Region pointing data

Segment Open

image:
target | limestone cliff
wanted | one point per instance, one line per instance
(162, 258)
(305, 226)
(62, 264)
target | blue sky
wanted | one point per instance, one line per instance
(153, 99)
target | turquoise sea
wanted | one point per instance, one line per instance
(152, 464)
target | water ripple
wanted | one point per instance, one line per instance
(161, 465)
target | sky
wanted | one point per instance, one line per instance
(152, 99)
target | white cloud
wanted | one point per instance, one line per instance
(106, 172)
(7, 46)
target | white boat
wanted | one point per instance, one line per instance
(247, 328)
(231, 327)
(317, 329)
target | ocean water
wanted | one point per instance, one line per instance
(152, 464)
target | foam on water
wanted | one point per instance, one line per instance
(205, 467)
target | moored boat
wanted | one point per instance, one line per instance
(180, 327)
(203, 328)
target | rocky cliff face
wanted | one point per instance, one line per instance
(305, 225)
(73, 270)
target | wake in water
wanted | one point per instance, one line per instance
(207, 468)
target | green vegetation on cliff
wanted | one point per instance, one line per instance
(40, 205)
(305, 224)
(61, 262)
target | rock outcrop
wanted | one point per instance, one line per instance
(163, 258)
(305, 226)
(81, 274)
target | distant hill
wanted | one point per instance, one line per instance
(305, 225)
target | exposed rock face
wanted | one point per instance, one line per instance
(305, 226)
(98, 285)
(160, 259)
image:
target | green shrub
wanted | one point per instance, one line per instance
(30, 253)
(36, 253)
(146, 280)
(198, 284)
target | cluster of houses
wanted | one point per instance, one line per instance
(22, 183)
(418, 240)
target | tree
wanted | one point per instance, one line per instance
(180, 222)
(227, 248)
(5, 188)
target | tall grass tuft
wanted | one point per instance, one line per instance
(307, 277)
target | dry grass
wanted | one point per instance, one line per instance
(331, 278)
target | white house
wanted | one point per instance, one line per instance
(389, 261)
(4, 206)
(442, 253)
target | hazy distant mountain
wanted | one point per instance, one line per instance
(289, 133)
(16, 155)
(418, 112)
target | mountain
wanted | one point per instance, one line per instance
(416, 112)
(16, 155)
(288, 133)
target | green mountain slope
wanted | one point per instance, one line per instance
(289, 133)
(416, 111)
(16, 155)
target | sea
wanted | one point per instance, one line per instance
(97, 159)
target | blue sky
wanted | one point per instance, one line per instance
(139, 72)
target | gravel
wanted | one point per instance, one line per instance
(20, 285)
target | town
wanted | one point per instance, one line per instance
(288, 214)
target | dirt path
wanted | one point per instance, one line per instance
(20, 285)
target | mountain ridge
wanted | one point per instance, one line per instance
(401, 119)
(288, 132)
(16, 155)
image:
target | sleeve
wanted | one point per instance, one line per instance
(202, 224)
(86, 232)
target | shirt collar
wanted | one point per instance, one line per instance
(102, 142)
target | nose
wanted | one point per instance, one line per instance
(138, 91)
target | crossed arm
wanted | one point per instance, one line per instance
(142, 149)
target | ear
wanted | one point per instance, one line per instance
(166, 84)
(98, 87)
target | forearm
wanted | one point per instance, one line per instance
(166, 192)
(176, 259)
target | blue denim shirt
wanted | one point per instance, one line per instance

Segment Closed

### YOUR TASK
After locating the line that contains "target | water ripple", please copy exactly every line from the start of the records through it, and nothing else.

### SOLUTION TO THIS PROBLEM
image:
target | limestone cliff
wanted | one point per instance, one line per instance
(162, 258)
(305, 226)
(62, 264)
target | blue sky
wanted | one point per instance, one line per instance
(153, 99)
target | turquoise sea
wanted | one point per instance, one line per instance
(152, 464)
target | water ripple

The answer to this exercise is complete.